WHAT YOU SHOULD DO: Could you transcribe the material below exactly, without leaving out a single line?

====== DATASET ENTRIES

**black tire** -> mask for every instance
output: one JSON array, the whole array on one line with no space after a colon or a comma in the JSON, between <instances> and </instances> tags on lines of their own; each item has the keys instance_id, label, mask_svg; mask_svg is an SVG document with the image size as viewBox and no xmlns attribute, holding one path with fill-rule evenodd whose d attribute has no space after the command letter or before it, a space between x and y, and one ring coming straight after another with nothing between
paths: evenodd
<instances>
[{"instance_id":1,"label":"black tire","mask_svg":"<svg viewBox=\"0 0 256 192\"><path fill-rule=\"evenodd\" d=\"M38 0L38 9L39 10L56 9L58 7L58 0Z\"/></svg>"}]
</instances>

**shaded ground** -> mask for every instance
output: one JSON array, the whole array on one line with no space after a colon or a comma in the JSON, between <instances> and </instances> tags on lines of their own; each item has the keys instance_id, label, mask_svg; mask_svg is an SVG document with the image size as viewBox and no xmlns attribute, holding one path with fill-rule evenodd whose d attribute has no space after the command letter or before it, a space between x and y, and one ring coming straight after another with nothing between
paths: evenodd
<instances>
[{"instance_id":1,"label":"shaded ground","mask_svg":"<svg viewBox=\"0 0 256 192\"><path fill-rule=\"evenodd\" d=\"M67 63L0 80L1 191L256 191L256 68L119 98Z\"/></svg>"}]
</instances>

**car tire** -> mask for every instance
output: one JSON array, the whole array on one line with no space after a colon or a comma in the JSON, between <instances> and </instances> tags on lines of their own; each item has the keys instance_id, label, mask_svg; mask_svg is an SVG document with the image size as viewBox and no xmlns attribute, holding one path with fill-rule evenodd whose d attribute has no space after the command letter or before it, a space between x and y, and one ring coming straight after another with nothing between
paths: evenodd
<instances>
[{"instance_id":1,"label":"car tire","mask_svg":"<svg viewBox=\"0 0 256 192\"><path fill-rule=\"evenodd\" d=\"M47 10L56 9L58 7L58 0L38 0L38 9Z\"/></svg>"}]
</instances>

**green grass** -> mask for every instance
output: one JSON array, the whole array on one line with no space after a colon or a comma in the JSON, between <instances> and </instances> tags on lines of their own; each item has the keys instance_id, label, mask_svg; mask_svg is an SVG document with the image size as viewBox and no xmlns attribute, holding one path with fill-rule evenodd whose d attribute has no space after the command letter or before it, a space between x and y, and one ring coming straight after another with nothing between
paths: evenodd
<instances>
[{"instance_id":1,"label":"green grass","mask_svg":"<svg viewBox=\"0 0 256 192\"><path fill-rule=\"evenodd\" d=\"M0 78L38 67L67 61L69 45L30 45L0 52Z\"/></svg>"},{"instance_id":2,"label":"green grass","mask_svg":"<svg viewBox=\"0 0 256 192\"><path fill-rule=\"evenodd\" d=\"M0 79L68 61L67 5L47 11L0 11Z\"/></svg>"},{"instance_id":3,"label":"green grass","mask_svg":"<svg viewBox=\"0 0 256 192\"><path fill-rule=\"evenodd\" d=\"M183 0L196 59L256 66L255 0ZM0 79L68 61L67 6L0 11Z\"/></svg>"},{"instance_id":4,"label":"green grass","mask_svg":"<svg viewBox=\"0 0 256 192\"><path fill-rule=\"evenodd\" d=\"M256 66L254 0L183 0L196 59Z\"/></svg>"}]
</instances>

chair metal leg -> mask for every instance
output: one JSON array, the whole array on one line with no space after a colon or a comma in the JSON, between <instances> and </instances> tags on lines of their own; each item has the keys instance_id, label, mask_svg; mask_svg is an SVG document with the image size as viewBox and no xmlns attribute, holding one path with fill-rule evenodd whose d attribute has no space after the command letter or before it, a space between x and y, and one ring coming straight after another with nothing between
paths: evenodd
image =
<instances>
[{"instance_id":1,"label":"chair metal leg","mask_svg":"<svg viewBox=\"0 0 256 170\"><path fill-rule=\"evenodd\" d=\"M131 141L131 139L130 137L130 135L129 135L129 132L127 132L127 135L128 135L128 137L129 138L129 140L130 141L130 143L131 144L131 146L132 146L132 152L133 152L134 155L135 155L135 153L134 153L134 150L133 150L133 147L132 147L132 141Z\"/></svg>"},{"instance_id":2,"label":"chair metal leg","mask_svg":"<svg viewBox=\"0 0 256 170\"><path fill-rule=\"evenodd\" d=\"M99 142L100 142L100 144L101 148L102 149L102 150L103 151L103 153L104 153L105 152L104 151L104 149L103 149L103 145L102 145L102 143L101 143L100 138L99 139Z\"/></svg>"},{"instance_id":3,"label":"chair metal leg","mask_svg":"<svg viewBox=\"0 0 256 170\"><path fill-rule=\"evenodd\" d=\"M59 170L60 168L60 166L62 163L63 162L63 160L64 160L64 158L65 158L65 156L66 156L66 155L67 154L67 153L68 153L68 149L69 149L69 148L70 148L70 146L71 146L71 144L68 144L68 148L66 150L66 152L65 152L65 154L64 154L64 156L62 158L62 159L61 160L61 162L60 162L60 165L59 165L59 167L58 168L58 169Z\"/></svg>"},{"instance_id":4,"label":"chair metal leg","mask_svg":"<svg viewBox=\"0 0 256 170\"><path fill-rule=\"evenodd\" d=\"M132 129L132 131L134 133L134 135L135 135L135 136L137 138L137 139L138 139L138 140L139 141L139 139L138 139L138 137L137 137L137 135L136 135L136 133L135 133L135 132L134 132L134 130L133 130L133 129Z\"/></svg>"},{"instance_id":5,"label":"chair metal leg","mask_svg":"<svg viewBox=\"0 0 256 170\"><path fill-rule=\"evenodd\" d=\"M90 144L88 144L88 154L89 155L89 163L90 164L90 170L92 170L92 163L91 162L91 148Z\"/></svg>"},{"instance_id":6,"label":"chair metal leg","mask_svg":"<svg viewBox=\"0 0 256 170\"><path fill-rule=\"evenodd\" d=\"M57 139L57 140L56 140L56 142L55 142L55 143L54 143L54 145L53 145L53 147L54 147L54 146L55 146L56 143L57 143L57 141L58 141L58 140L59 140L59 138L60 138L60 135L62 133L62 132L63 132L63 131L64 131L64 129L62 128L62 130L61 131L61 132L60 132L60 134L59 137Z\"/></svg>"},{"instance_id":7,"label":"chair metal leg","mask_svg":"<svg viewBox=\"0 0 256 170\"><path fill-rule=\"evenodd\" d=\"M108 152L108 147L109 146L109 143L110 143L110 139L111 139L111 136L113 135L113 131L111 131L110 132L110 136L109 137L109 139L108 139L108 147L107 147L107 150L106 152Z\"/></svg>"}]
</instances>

============

SOLUTION TO THE EXERCISE:
**black tire** -> mask for every instance
output: one JSON array, the whole array on one line with no space after a colon or a comma in the JSON, between <instances> and </instances> tags on lines of their own; each item has the keys instance_id, label, mask_svg; mask_svg is an SVG document with the image size as viewBox and no xmlns attribute, holding one path with fill-rule evenodd whose d attribute has no space after the command letter or before it, a space between x and y, and one ring coming straight after another with nothing between
paths: evenodd
<instances>
[{"instance_id":1,"label":"black tire","mask_svg":"<svg viewBox=\"0 0 256 192\"><path fill-rule=\"evenodd\" d=\"M38 0L38 9L39 10L56 9L58 7L58 0Z\"/></svg>"}]
</instances>

**shaded ground** -> mask for every instance
output: one JSON array, the whole array on one line with no space after a colon or a comma in the JSON, between <instances> and </instances> tags on lines of their own; each item has the keys instance_id, label, mask_svg; mask_svg is an SVG document with the image size as viewBox and no xmlns attribute, holding one path with fill-rule evenodd whose d attribute has no space after the command letter or before it, a space between x and y, and one ring coming straight after another with nothing between
paths: evenodd
<instances>
[{"instance_id":1,"label":"shaded ground","mask_svg":"<svg viewBox=\"0 0 256 192\"><path fill-rule=\"evenodd\" d=\"M67 63L0 80L1 191L256 191L256 68L119 98Z\"/></svg>"}]
</instances>

**car tire** -> mask for every instance
output: one JSON array, the whole array on one line with no space after a colon or a comma in the JSON, between <instances> and </instances> tags on lines of their own; each item has the keys instance_id, label, mask_svg; mask_svg is an SVG document with the image size as viewBox and no xmlns attribute, holding one path with fill-rule evenodd whose d attribute has no space after the command letter or before it, a space between x and y, and one ring coming straight after another with nothing between
paths: evenodd
<instances>
[{"instance_id":1,"label":"car tire","mask_svg":"<svg viewBox=\"0 0 256 192\"><path fill-rule=\"evenodd\" d=\"M47 10L56 9L58 7L58 0L38 0L38 9Z\"/></svg>"}]
</instances>

**green grass** -> mask for every instance
output: one JSON array, the whole array on one line with no space after a colon or a comma in the JSON, between <instances> and </instances> tags on lines of their own; each item has the keys instance_id, label, mask_svg; mask_svg is an SVG document with the image size as viewBox and no xmlns attribute, holding one path with fill-rule evenodd whose d attribute has no space after the command letter or before it, a space between x and y, and one ring coming straight after another with nothing between
paths: evenodd
<instances>
[{"instance_id":1,"label":"green grass","mask_svg":"<svg viewBox=\"0 0 256 192\"><path fill-rule=\"evenodd\" d=\"M0 78L38 67L67 61L69 45L30 45L0 52Z\"/></svg>"},{"instance_id":2,"label":"green grass","mask_svg":"<svg viewBox=\"0 0 256 192\"><path fill-rule=\"evenodd\" d=\"M0 79L68 61L67 5L47 11L0 11Z\"/></svg>"},{"instance_id":3,"label":"green grass","mask_svg":"<svg viewBox=\"0 0 256 192\"><path fill-rule=\"evenodd\" d=\"M183 0L196 59L256 66L255 0ZM0 79L68 61L67 6L0 11Z\"/></svg>"},{"instance_id":4,"label":"green grass","mask_svg":"<svg viewBox=\"0 0 256 192\"><path fill-rule=\"evenodd\" d=\"M256 66L254 0L183 0L196 59Z\"/></svg>"}]
</instances>

chair metal leg -> mask for every instance
output: one JSON array, the whole array on one line with no space after a colon or a comma in the JSON, between <instances> and </instances> tags on lines of their own; each item has the keys instance_id, label, mask_svg; mask_svg is an SVG document with the image size as viewBox and no xmlns attribute, holding one path with fill-rule evenodd whose d attribute has no space after the command letter or before it, a space between x and y, and one ring coming straight after another with nothing between
paths: evenodd
image =
<instances>
[{"instance_id":1,"label":"chair metal leg","mask_svg":"<svg viewBox=\"0 0 256 170\"><path fill-rule=\"evenodd\" d=\"M131 141L131 139L130 137L130 135L129 135L129 132L127 132L127 135L128 135L128 137L129 138L129 140L130 141L130 143L131 144L131 146L132 146L132 152L133 152L134 155L135 155L135 153L134 153L134 150L133 150L133 147L132 147L132 141Z\"/></svg>"},{"instance_id":2,"label":"chair metal leg","mask_svg":"<svg viewBox=\"0 0 256 170\"><path fill-rule=\"evenodd\" d=\"M99 142L100 142L100 144L101 148L102 149L102 150L103 151L103 153L104 153L105 152L104 151L104 149L103 149L103 145L102 145L102 143L101 143L100 138L99 139Z\"/></svg>"},{"instance_id":3,"label":"chair metal leg","mask_svg":"<svg viewBox=\"0 0 256 170\"><path fill-rule=\"evenodd\" d=\"M59 170L60 168L60 166L62 163L63 162L63 160L64 160L64 158L65 158L65 156L66 156L66 155L67 154L67 153L68 153L68 149L69 149L69 148L70 148L70 146L71 146L71 144L68 144L68 148L66 150L66 152L65 152L65 154L64 154L64 156L62 158L62 159L61 160L61 162L60 162L60 165L59 165L59 167L58 168L58 169Z\"/></svg>"},{"instance_id":4,"label":"chair metal leg","mask_svg":"<svg viewBox=\"0 0 256 170\"><path fill-rule=\"evenodd\" d=\"M132 129L132 131L134 133L134 135L135 135L135 136L137 138L137 139L138 139L138 140L139 141L139 139L138 139L138 137L137 137L137 135L136 135L136 133L135 133L135 132L134 132L134 130L133 130L133 129Z\"/></svg>"},{"instance_id":5,"label":"chair metal leg","mask_svg":"<svg viewBox=\"0 0 256 170\"><path fill-rule=\"evenodd\" d=\"M90 144L88 144L88 154L89 155L89 163L90 164L90 170L92 170L92 163L91 162L91 148Z\"/></svg>"},{"instance_id":6,"label":"chair metal leg","mask_svg":"<svg viewBox=\"0 0 256 170\"><path fill-rule=\"evenodd\" d=\"M57 139L57 140L56 140L56 142L55 142L55 143L54 143L54 145L53 145L53 147L54 147L54 146L55 146L56 143L57 143L57 141L58 141L58 140L59 140L59 138L60 138L60 135L62 133L62 132L63 132L63 131L64 131L64 129L62 128L62 130L61 131L61 132L60 132L60 134L59 137Z\"/></svg>"},{"instance_id":7,"label":"chair metal leg","mask_svg":"<svg viewBox=\"0 0 256 170\"><path fill-rule=\"evenodd\" d=\"M108 152L108 147L109 146L109 143L110 143L110 139L111 139L111 136L113 135L113 131L111 131L110 132L110 136L109 137L109 139L108 139L108 147L107 147L107 150L106 152Z\"/></svg>"}]
</instances>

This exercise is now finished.